— Instruções da tarefa —
Identifique nos registros abaixo cada linha em que aparece a palavra "black" e copie essas linhas.

- - -

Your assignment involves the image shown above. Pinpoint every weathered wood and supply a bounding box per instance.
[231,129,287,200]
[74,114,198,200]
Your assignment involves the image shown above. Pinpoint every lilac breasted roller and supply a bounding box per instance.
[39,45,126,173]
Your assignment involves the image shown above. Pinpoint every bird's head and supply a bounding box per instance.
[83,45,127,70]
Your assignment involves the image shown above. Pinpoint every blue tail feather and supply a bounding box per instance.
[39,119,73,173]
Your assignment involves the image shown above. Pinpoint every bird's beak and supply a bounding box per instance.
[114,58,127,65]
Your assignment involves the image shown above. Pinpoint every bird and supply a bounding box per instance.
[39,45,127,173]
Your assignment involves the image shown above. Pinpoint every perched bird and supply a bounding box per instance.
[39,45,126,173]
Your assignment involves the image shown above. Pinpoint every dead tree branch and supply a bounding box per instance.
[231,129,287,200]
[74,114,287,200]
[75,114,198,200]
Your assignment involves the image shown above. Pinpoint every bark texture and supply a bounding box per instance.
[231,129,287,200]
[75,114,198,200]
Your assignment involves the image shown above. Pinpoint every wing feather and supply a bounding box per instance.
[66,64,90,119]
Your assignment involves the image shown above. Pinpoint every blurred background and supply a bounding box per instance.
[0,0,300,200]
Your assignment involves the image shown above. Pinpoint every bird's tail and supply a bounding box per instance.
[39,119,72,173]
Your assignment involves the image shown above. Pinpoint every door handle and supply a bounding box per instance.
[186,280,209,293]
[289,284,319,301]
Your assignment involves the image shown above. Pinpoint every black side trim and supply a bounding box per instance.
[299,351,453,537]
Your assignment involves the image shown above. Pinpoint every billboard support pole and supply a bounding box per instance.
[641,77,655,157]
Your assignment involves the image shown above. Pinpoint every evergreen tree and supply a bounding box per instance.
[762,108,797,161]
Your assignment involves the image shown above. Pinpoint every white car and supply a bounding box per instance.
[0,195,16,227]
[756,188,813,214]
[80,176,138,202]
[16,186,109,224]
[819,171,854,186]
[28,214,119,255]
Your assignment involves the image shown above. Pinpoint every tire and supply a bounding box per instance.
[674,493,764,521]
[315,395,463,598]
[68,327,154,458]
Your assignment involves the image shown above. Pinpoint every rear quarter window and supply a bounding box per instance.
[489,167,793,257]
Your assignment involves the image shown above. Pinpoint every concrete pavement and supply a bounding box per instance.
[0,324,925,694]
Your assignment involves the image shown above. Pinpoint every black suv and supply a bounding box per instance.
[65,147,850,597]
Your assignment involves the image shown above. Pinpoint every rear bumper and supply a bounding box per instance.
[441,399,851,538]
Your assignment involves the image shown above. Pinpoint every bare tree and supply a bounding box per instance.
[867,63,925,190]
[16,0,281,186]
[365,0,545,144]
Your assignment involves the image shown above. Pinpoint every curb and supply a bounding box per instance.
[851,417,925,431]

- - -

— Solução do problema —
Your assignment involves the image shown above. Pinpoint every black side trim and supply a bounding box per instance.
Your assignment involves the image shown above. Pinpoint every black suv and supply a bounding box per instance.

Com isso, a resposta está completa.